Extracted material:
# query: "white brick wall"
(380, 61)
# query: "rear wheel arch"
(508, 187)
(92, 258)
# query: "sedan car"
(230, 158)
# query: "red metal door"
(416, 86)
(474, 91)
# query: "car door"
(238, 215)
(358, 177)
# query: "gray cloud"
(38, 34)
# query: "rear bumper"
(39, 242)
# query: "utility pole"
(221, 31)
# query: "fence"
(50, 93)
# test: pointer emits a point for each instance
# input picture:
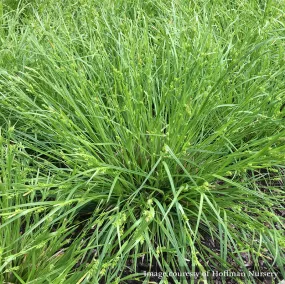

Stated task:
Count the lines in the records above that contain the string "rear", treating uppercase and lowercase as different. Give only the number.

Solution below:
2